**PROBLEM DETAILS:** Rewrite the lines below so that each instance of "negative clicks" becomes "exclusion clicks", leaving everything else as it is.

______

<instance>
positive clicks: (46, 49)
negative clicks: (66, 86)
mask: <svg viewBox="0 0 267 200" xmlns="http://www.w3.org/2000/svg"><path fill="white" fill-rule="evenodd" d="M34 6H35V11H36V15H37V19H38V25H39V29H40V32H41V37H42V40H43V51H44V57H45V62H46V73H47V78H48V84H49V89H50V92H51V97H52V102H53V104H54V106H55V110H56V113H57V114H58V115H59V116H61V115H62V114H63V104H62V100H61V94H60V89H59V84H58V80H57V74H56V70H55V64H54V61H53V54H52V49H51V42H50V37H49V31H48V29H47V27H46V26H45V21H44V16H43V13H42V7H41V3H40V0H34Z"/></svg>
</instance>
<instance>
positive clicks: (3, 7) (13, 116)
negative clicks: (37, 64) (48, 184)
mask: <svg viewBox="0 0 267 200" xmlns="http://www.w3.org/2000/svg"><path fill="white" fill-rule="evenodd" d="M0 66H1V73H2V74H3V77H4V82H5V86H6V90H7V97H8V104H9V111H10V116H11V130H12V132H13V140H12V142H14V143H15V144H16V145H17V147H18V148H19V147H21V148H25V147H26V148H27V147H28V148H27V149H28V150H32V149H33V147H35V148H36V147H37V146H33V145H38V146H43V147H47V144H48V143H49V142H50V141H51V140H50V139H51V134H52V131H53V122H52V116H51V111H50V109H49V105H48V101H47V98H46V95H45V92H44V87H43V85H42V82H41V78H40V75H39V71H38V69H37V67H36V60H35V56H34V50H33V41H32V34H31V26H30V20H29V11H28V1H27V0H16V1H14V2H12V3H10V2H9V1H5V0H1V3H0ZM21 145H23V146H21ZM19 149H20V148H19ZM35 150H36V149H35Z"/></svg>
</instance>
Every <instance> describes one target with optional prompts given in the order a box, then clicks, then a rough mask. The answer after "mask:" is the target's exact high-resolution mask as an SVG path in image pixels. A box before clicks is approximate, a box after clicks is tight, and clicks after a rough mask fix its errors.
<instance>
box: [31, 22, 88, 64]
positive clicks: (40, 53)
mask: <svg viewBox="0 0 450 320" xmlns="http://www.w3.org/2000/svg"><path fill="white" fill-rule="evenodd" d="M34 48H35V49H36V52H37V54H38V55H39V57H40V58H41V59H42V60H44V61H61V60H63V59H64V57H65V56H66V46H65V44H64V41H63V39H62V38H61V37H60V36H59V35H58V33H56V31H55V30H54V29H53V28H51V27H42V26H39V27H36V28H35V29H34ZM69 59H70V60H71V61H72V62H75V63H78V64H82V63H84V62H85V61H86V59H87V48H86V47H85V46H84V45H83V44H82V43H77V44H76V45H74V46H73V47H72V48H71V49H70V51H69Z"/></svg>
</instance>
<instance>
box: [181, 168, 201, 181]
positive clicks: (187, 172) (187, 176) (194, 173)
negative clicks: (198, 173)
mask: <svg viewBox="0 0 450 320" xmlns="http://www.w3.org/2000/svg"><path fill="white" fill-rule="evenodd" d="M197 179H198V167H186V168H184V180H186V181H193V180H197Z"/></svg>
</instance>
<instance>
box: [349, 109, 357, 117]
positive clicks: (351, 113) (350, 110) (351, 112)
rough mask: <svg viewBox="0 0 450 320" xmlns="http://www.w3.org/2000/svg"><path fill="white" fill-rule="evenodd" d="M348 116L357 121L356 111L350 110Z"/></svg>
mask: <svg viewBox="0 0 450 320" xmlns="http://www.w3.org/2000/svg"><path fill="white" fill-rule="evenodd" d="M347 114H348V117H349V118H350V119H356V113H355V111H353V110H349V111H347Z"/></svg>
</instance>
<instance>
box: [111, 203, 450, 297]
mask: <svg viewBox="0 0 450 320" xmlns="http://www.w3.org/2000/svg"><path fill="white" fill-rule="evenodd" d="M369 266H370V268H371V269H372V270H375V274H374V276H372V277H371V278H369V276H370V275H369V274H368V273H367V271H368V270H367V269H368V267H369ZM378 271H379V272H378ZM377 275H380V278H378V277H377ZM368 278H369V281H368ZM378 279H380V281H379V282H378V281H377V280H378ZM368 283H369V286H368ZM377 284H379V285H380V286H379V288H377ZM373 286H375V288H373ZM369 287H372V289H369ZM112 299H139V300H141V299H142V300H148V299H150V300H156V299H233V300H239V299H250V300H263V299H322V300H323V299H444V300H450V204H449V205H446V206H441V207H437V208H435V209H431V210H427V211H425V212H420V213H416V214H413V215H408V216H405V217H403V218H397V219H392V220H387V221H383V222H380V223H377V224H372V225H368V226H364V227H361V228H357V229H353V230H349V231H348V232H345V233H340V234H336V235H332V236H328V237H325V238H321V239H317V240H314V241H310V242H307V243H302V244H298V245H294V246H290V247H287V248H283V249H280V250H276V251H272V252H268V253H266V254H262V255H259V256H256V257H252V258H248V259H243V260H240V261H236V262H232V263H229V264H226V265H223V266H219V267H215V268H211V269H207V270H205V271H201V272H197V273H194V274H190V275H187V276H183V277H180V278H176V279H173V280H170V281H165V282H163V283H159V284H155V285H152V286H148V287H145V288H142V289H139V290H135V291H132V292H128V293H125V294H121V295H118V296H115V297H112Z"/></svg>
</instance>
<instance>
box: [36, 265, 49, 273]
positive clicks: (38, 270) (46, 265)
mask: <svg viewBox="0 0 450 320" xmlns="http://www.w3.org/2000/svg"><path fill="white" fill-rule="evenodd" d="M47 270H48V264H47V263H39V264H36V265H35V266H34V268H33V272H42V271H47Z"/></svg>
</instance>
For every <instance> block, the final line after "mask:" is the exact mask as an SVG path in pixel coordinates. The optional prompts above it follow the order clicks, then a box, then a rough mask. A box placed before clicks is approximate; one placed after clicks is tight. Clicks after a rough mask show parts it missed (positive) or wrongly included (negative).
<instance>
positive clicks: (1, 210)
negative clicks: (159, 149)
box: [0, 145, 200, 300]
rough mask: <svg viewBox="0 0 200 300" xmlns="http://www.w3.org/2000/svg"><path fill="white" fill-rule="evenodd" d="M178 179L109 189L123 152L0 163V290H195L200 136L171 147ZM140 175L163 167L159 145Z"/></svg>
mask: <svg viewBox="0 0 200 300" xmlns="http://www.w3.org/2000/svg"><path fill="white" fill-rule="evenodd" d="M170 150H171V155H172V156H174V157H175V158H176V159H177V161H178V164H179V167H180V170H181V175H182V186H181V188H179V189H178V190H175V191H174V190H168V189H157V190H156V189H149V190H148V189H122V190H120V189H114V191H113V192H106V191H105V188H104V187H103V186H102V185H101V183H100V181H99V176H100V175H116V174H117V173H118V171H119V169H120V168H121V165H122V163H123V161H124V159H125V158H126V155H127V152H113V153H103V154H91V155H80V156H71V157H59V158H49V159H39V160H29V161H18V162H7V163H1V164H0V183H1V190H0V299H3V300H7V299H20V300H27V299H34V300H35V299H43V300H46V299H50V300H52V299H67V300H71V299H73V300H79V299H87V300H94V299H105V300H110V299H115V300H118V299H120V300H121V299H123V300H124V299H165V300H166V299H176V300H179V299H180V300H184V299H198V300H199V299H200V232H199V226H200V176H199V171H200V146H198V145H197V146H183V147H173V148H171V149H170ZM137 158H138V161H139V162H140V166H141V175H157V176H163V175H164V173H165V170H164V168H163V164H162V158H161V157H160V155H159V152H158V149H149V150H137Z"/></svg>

______

**RESULT:**
<instance>
positive clicks: (46, 49)
exclusion clicks: (66, 86)
mask: <svg viewBox="0 0 267 200" xmlns="http://www.w3.org/2000/svg"><path fill="white" fill-rule="evenodd" d="M34 6H35V11H36V15H37V19H38V25H39V29H40V32H41V37H42V40H43V51H44V57H45V62H46V73H47V78H48V84H49V89H50V92H51V97H52V102H53V104H54V106H55V110H56V113H57V114H58V115H59V116H61V115H62V114H63V104H62V100H61V94H60V89H59V84H58V80H57V74H56V70H55V64H54V61H53V54H52V49H51V42H50V37H49V31H48V29H47V27H46V26H45V21H44V16H43V13H42V7H41V3H40V0H34Z"/></svg>
</instance>
<instance>
positive clicks: (3, 7) (13, 116)
exclusion clicks: (37, 64) (48, 184)
mask: <svg viewBox="0 0 267 200" xmlns="http://www.w3.org/2000/svg"><path fill="white" fill-rule="evenodd" d="M0 66H1V73H2V74H3V77H4V82H5V86H6V90H7V97H8V104H9V111H10V116H11V130H12V132H13V140H12V142H14V143H15V144H16V145H17V147H18V148H19V147H21V148H25V147H26V148H27V147H28V148H27V149H28V150H32V149H33V147H35V148H36V147H37V146H33V145H38V146H43V147H47V144H48V143H49V142H50V141H51V140H50V139H51V134H52V131H53V122H52V116H51V111H50V109H49V105H48V101H47V98H46V95H45V92H44V87H43V85H42V82H41V78H40V75H39V71H38V69H37V67H36V60H35V56H34V50H33V41H32V34H31V26H30V20H29V11H28V1H27V0H16V1H14V2H12V3H10V2H9V1H5V0H1V3H0ZM21 145H23V146H21ZM19 149H20V148H19ZM35 150H36V149H35Z"/></svg>
</instance>
Every <instance> describes one target with optional prompts given in the order a box, then clicks, then a rough mask. The answer after "mask:" is the target's exact high-resolution mask as an SVG path in image pixels. A box before clicks is approximate, a box after clicks is tight, and clicks after a rough mask fix its errors.
<instance>
box: [31, 22, 88, 64]
positive clicks: (40, 53)
mask: <svg viewBox="0 0 450 320" xmlns="http://www.w3.org/2000/svg"><path fill="white" fill-rule="evenodd" d="M34 48H35V49H36V52H37V54H38V55H39V57H40V58H41V59H42V60H44V61H61V60H63V59H64V57H65V56H66V46H65V44H64V41H63V39H62V38H61V37H60V36H59V35H58V33H56V31H55V30H54V29H53V28H51V27H42V26H39V27H36V28H35V29H34ZM69 59H70V60H71V61H72V62H75V63H78V64H82V63H84V62H85V61H86V59H87V48H86V47H85V46H84V45H83V44H82V43H77V44H76V45H74V46H73V47H72V48H71V49H70V51H69Z"/></svg>
</instance>
<instance>
box: [181, 168, 201, 181]
positive clicks: (187, 172) (187, 176) (194, 173)
exclusion clicks: (198, 173)
mask: <svg viewBox="0 0 450 320" xmlns="http://www.w3.org/2000/svg"><path fill="white" fill-rule="evenodd" d="M197 179H198V167H186V168H184V180H186V181H193V180H197Z"/></svg>
</instance>
<instance>
box: [349, 109, 357, 117]
positive clicks: (351, 113) (350, 110) (351, 112)
rough mask: <svg viewBox="0 0 450 320" xmlns="http://www.w3.org/2000/svg"><path fill="white" fill-rule="evenodd" d="M348 116L357 121L356 111L350 110Z"/></svg>
mask: <svg viewBox="0 0 450 320" xmlns="http://www.w3.org/2000/svg"><path fill="white" fill-rule="evenodd" d="M347 114H348V117H349V118H350V119H356V113H355V111H353V110H349V111H347Z"/></svg>
</instance>
<instance>
box: [111, 203, 450, 297]
mask: <svg viewBox="0 0 450 320" xmlns="http://www.w3.org/2000/svg"><path fill="white" fill-rule="evenodd" d="M369 266H370V268H371V269H372V270H375V274H374V276H372V277H371V278H369V276H370V275H369V274H368V273H367V271H368V270H367V269H368V267H369ZM378 271H379V272H378ZM377 275H380V278H378V277H377ZM368 278H369V281H368ZM378 279H380V281H379V282H378V281H377V280H378ZM368 283H369V286H368ZM377 284H379V285H380V286H379V288H377ZM373 286H375V288H373ZM369 287H372V289H369ZM112 299H139V300H141V299H142V300H148V299H150V300H156V299H233V300H239V299H250V300H263V299H322V300H323V299H444V300H450V204H449V205H446V206H441V207H437V208H435V209H431V210H427V211H425V212H420V213H416V214H413V215H408V216H405V217H403V218H397V219H392V220H387V221H383V222H380V223H377V224H372V225H368V226H364V227H361V228H357V229H353V230H349V231H348V232H345V233H340V234H336V235H332V236H328V237H325V238H321V239H317V240H314V241H310V242H307V243H302V244H298V245H294V246H290V247H287V248H283V249H280V250H276V251H272V252H268V253H266V254H262V255H259V256H256V257H252V258H248V259H243V260H240V261H236V262H232V263H229V264H226V265H223V266H219V267H215V268H211V269H207V270H205V271H201V272H197V273H194V274H190V275H187V276H183V277H180V278H176V279H173V280H170V281H165V282H163V283H159V284H155V285H152V286H148V287H145V288H142V289H139V290H135V291H132V292H128V293H125V294H121V295H118V296H115V297H112Z"/></svg>
</instance>
<instance>
box: [36, 265, 49, 273]
positive clicks: (38, 270) (46, 265)
mask: <svg viewBox="0 0 450 320" xmlns="http://www.w3.org/2000/svg"><path fill="white" fill-rule="evenodd" d="M47 270H48V264H47V263H39V264H36V265H35V266H34V268H33V272H42V271H47Z"/></svg>
</instance>
For every <instance> block, the final line after "mask:" is the exact mask as an SVG path in pixel coordinates. The optional prompts above it follow the order clicks, then a box, then a rough mask. A box placed before clicks is approximate; one placed after clicks is tight. Clicks after a rough mask show parts it missed (positive) or wrongly included (negative).
<instance>
positive clicks: (1, 210)
exclusion clicks: (159, 149)
box: [0, 145, 200, 300]
rough mask: <svg viewBox="0 0 200 300" xmlns="http://www.w3.org/2000/svg"><path fill="white" fill-rule="evenodd" d="M178 179L109 189L123 152L0 163V290H195L200 136L171 147ZM140 175L163 167L159 145Z"/></svg>
mask: <svg viewBox="0 0 200 300" xmlns="http://www.w3.org/2000/svg"><path fill="white" fill-rule="evenodd" d="M170 150H171V155H172V156H174V157H175V158H176V159H177V161H178V164H179V167H180V170H181V175H182V186H181V188H179V189H178V190H175V191H174V190H168V189H157V190H156V189H149V190H148V189H122V190H120V189H114V191H113V192H106V191H105V188H104V187H103V186H102V185H101V183H100V181H99V176H100V175H116V174H117V173H118V171H119V169H120V168H121V165H122V163H123V161H124V159H125V158H126V155H127V152H113V153H103V154H91V155H80V156H71V157H59V158H49V159H39V160H29V161H18V162H7V163H1V164H0V183H1V190H0V299H3V300H7V299H20V300H27V299H34V300H35V299H43V300H46V299H50V300H52V299H67V300H71V299H73V300H79V299H87V300H94V299H105V300H110V299H115V300H118V299H120V300H121V299H123V300H124V299H165V300H166V299H176V300H179V299H180V300H184V299H198V300H199V299H200V232H199V226H200V176H199V171H200V146H198V145H197V146H183V147H173V148H171V149H170ZM137 158H138V161H139V162H140V166H141V175H157V176H163V175H164V173H165V170H164V168H163V164H162V158H161V157H160V155H159V152H158V149H149V150H137Z"/></svg>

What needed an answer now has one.